Segmentation labeling entries
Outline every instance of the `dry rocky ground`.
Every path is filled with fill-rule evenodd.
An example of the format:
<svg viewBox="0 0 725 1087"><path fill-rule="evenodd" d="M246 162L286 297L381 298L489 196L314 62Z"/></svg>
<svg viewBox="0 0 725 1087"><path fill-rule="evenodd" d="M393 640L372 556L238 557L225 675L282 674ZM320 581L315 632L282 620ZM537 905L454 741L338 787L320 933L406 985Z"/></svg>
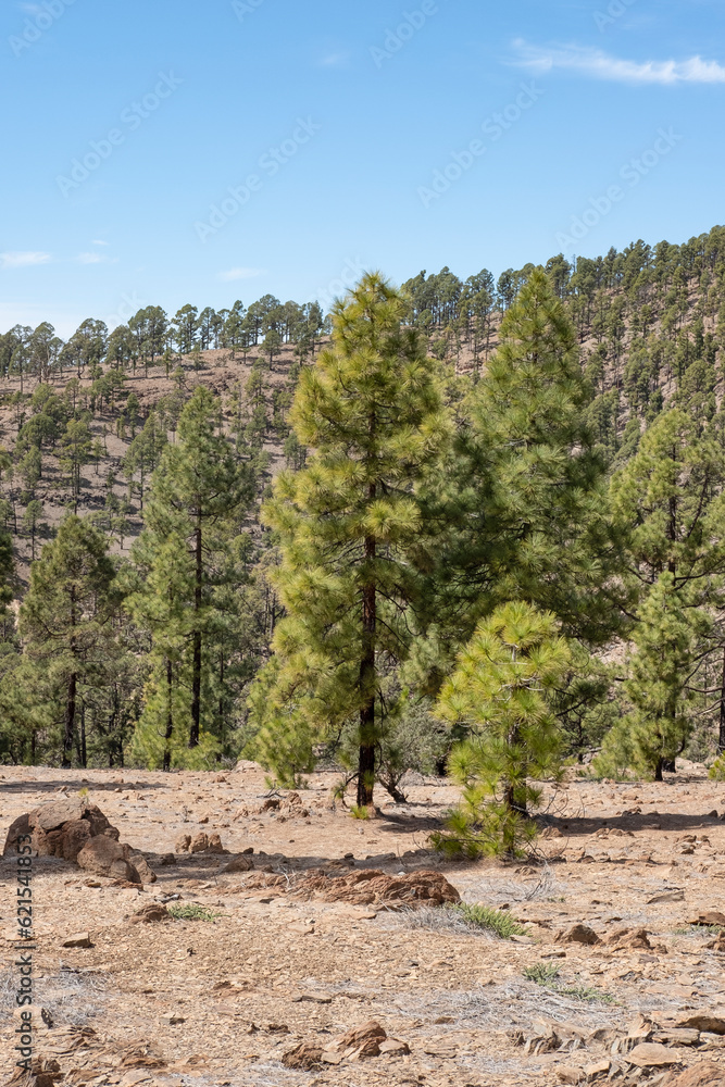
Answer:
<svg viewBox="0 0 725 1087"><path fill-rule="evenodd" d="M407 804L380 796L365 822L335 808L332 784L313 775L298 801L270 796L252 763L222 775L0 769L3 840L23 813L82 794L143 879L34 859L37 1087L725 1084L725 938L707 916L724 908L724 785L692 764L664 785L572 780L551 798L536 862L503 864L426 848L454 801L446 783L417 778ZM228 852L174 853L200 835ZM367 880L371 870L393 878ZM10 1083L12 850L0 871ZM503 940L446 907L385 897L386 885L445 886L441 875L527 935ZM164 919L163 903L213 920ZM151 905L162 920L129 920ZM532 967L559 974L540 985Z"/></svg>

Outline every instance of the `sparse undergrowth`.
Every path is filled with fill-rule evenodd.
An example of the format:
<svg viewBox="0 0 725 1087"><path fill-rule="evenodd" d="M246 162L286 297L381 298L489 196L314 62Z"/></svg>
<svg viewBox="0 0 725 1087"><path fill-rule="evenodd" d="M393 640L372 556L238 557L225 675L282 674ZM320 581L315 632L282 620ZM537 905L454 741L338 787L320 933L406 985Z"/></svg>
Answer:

...

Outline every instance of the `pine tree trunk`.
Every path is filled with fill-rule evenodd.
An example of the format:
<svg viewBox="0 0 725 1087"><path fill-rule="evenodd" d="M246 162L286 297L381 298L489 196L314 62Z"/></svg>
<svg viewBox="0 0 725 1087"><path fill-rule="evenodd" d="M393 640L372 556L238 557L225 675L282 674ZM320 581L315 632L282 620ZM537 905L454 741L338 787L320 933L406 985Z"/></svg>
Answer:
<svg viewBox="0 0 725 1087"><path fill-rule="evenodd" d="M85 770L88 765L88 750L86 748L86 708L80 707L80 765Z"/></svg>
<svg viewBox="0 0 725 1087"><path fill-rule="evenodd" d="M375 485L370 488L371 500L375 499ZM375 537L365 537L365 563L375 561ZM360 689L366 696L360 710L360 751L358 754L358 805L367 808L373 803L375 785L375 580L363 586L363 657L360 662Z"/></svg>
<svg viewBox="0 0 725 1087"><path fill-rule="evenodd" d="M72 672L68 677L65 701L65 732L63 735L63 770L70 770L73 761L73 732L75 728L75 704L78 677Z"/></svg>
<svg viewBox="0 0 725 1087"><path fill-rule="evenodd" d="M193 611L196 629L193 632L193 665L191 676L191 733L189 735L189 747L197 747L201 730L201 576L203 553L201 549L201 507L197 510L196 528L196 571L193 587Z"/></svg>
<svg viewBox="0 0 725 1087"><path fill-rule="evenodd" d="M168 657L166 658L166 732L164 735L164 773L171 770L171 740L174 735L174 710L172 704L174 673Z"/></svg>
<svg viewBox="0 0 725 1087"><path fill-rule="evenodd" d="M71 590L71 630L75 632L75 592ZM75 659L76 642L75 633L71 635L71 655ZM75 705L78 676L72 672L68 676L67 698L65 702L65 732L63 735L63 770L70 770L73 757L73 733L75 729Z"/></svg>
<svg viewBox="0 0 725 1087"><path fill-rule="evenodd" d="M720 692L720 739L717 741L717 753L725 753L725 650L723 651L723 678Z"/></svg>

...

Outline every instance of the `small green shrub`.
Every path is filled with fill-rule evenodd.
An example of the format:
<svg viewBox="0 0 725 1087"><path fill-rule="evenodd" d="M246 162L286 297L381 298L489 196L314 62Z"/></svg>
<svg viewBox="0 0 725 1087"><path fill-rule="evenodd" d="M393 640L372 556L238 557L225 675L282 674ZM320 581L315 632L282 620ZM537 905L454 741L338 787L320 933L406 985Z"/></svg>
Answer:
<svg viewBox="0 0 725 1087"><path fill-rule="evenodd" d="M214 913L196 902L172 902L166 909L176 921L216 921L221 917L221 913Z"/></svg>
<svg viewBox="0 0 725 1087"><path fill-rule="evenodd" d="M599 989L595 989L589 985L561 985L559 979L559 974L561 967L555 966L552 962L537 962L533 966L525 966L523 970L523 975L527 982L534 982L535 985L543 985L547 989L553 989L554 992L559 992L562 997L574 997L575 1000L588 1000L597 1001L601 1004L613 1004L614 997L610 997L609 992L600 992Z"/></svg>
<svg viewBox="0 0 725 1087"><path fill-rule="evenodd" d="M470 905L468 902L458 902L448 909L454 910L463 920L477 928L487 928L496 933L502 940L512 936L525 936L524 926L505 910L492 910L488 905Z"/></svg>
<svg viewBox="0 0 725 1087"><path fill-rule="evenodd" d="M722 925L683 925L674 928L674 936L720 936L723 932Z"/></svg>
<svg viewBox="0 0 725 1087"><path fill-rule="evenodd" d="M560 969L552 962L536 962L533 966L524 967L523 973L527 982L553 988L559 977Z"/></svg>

### WORK INSTRUCTIONS:
How many lines of the data above contain the word "instance"? Give only the number.

### TASK ANSWER:
4